══ Dataset records ══

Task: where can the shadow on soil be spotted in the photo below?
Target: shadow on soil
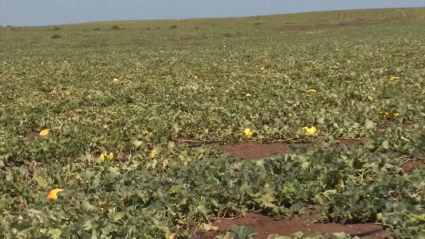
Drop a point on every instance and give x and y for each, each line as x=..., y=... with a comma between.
x=266, y=225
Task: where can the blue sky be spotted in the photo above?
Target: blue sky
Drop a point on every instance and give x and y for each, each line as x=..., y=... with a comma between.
x=55, y=12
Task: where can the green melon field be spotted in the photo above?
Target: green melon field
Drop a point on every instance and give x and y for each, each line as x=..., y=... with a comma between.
x=304, y=125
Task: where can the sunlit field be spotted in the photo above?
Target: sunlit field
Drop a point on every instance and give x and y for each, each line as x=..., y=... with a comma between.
x=259, y=127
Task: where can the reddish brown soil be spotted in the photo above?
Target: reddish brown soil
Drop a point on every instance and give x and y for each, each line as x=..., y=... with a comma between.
x=253, y=150
x=32, y=135
x=266, y=226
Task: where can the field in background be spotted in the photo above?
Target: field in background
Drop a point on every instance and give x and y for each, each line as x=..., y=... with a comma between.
x=269, y=123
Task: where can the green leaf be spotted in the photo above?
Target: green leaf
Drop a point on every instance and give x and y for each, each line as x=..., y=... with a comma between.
x=55, y=233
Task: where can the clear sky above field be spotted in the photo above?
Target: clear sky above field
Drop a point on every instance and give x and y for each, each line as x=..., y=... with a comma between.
x=55, y=12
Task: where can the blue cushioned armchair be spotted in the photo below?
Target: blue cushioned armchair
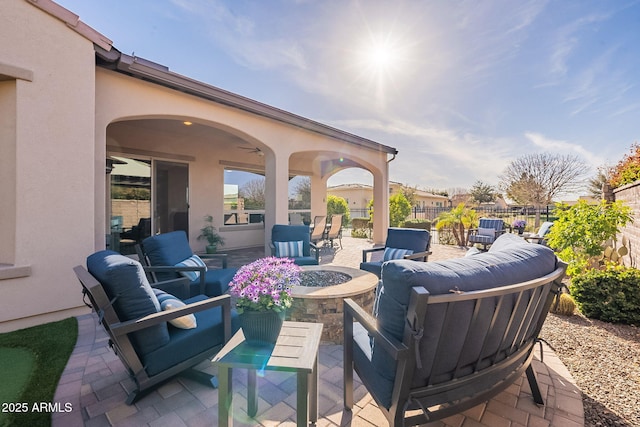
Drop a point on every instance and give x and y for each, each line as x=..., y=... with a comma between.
x=487, y=232
x=293, y=241
x=164, y=256
x=131, y=312
x=401, y=243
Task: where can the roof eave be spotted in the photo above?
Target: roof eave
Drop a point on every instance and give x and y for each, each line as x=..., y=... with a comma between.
x=159, y=74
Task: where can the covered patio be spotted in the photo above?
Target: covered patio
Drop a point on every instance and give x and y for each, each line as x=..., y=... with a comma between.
x=95, y=382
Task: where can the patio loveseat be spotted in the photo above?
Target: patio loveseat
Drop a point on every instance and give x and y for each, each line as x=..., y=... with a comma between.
x=446, y=336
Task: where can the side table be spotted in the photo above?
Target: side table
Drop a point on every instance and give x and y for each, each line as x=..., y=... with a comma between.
x=296, y=350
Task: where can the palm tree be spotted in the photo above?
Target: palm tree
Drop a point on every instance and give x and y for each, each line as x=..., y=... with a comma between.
x=457, y=220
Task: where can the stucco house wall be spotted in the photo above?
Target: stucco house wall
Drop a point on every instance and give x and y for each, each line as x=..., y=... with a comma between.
x=69, y=100
x=47, y=206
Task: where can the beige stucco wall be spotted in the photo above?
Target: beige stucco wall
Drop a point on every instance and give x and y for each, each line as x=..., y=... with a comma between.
x=52, y=214
x=123, y=98
x=60, y=113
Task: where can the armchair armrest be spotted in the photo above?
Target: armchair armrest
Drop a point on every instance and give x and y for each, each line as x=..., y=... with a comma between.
x=222, y=257
x=315, y=247
x=175, y=269
x=224, y=301
x=417, y=255
x=368, y=251
x=396, y=349
x=352, y=311
x=176, y=287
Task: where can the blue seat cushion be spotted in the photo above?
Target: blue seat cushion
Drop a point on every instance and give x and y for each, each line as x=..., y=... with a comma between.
x=372, y=267
x=124, y=279
x=511, y=260
x=186, y=343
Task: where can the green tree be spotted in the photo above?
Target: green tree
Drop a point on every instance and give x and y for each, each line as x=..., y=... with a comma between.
x=535, y=179
x=483, y=193
x=459, y=219
x=338, y=205
x=399, y=209
x=581, y=231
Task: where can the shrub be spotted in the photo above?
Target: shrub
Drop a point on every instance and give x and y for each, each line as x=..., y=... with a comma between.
x=581, y=232
x=359, y=233
x=565, y=305
x=422, y=224
x=611, y=295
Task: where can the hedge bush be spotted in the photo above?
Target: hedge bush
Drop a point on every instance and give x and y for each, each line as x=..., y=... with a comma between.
x=422, y=224
x=611, y=295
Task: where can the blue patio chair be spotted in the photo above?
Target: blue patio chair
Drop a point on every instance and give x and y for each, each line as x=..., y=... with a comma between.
x=401, y=243
x=540, y=236
x=168, y=256
x=487, y=232
x=293, y=241
x=156, y=334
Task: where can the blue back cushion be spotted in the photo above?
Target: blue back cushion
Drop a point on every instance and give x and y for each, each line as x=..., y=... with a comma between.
x=289, y=233
x=167, y=249
x=408, y=238
x=511, y=260
x=124, y=279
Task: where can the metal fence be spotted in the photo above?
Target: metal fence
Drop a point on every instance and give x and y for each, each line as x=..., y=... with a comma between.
x=508, y=215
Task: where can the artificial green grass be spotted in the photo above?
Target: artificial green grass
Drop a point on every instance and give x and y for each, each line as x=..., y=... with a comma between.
x=16, y=366
x=51, y=345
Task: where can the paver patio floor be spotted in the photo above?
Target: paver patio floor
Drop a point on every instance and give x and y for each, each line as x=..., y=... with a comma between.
x=95, y=383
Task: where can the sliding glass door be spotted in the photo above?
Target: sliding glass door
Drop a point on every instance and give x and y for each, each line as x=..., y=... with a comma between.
x=171, y=196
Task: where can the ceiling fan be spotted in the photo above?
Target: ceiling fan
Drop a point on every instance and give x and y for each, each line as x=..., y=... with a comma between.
x=254, y=150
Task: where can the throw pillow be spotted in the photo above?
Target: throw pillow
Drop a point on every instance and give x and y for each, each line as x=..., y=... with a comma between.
x=192, y=261
x=289, y=249
x=394, y=253
x=487, y=231
x=168, y=302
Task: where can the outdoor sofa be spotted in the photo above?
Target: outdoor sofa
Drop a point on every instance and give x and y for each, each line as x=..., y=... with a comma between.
x=448, y=335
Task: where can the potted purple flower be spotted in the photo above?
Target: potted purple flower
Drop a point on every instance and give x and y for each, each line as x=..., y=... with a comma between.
x=262, y=291
x=519, y=224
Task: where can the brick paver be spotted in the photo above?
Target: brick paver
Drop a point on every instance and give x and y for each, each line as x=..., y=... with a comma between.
x=95, y=383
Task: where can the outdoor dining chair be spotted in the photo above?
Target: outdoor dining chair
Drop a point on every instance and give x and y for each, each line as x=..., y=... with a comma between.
x=293, y=241
x=487, y=232
x=401, y=243
x=155, y=333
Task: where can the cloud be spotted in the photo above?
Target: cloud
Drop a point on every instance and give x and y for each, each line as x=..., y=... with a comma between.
x=244, y=39
x=563, y=147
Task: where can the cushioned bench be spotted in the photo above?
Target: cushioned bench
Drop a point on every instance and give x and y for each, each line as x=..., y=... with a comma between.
x=446, y=336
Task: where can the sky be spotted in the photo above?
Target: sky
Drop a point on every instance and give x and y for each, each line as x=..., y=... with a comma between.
x=459, y=88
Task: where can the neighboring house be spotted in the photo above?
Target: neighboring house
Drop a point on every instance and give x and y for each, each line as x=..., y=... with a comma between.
x=84, y=127
x=358, y=197
x=422, y=199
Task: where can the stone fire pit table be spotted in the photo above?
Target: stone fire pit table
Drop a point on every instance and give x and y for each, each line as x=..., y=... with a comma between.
x=324, y=304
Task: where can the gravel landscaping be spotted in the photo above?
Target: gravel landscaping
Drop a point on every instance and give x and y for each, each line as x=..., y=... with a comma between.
x=604, y=360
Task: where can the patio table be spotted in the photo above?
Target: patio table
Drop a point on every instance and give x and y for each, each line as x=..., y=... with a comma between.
x=296, y=350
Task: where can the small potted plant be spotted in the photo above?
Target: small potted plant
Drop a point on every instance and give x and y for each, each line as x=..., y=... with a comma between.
x=519, y=224
x=210, y=234
x=262, y=294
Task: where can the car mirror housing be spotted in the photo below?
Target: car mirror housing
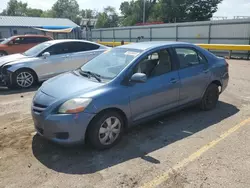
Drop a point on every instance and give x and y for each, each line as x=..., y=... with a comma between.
x=139, y=78
x=45, y=55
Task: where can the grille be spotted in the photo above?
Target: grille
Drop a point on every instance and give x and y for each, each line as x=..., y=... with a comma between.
x=38, y=108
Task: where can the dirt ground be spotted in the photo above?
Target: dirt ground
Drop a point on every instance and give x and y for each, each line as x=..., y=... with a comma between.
x=146, y=154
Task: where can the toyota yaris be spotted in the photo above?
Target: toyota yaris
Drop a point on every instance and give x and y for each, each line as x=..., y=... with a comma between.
x=124, y=86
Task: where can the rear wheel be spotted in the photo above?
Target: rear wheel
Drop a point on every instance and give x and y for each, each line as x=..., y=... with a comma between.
x=210, y=98
x=106, y=130
x=23, y=79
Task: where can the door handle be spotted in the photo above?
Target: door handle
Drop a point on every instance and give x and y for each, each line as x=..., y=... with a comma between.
x=66, y=56
x=173, y=80
x=206, y=70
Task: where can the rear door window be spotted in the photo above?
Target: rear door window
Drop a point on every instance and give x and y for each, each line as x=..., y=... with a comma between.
x=83, y=46
x=189, y=57
x=57, y=49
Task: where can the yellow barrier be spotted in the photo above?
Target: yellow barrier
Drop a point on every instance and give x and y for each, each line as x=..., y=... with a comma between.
x=227, y=47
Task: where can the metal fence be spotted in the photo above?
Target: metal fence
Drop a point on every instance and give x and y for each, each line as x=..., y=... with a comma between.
x=208, y=32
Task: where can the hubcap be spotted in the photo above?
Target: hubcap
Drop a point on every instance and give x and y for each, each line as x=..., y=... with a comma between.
x=110, y=130
x=211, y=98
x=25, y=79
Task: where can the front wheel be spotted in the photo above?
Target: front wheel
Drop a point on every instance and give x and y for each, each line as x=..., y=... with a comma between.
x=210, y=98
x=106, y=130
x=3, y=53
x=23, y=79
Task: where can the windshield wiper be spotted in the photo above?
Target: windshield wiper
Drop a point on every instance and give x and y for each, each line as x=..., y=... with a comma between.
x=89, y=73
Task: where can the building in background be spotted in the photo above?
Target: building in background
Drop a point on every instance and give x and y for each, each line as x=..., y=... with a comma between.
x=58, y=28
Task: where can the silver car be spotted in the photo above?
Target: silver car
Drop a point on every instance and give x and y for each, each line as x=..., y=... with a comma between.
x=46, y=60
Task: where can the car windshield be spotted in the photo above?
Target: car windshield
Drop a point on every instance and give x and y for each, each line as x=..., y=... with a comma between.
x=6, y=41
x=37, y=49
x=110, y=63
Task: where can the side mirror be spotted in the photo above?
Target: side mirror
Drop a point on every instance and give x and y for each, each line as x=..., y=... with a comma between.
x=45, y=55
x=139, y=78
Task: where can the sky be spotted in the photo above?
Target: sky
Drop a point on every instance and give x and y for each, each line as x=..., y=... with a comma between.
x=228, y=8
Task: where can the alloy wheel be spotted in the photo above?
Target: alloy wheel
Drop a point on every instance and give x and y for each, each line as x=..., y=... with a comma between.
x=25, y=79
x=109, y=130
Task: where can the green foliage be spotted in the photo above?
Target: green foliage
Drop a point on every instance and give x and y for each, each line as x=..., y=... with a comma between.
x=66, y=9
x=88, y=13
x=131, y=11
x=168, y=10
x=17, y=8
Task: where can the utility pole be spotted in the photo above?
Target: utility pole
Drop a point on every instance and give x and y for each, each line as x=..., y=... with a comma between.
x=144, y=10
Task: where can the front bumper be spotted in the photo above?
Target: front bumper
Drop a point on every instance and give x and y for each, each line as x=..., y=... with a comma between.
x=224, y=80
x=65, y=129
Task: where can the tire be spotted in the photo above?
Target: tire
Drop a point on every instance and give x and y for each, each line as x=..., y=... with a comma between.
x=3, y=53
x=210, y=98
x=23, y=79
x=100, y=129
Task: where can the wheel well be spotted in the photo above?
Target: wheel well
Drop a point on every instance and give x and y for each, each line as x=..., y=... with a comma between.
x=33, y=72
x=105, y=111
x=218, y=83
x=115, y=110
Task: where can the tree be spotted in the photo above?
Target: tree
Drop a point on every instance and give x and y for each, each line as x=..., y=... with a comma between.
x=201, y=10
x=66, y=9
x=34, y=12
x=88, y=13
x=173, y=11
x=108, y=18
x=168, y=10
x=188, y=10
x=133, y=11
x=15, y=8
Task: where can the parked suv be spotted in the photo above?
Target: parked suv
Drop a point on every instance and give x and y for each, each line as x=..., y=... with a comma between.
x=21, y=43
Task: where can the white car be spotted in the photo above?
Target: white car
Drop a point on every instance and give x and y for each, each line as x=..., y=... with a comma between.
x=46, y=60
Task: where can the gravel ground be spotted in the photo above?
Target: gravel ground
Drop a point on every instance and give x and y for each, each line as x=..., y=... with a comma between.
x=147, y=151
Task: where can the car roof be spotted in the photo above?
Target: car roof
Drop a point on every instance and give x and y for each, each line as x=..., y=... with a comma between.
x=152, y=44
x=71, y=40
x=31, y=36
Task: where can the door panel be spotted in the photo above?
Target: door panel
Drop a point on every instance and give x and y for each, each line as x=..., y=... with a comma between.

═══

#### [Problem to work on]
Beginning at the line that contains "Task: where can the tree", retype each line of the listing up to and including the last one, exactly as it stands, and nothing else.

#### [Answer in full]
Task: where can the tree be spotted in the photo above?
Target: tree
Drop a point on every instance and give x and y for each, each line as x=..., y=... with a comma between.
x=201, y=10
x=66, y=9
x=34, y=12
x=88, y=13
x=173, y=11
x=108, y=18
x=168, y=10
x=188, y=10
x=133, y=11
x=15, y=8
Task: where can the parked suv be spotted in the photo above?
Target: parked suv
Drop a point on every instance and give x and y for each, each line as x=..., y=... with a comma between.
x=21, y=43
Task: where can the white car be spotted in the photo above?
Target: white car
Drop a point on every instance and give x and y for each, each line as x=..., y=... with a comma between.
x=46, y=60
Task: where can the gravel ground be spotted in the photo above?
Target: gravel ground
Drop a point on every instance and give x and y for each, each line as x=..., y=... with a comma between.
x=147, y=151
Task: where can the car roof be spotted in the photo above?
Target: car roof
Drop a point on every instance and give x and y for each, each line as x=..., y=... with a comma between.
x=152, y=44
x=71, y=40
x=31, y=36
Task: where can the door panel be spotted in the photo above?
Target: door panel
Drop a point on every instance and give x and y for each, each line as x=..., y=... with a comma between.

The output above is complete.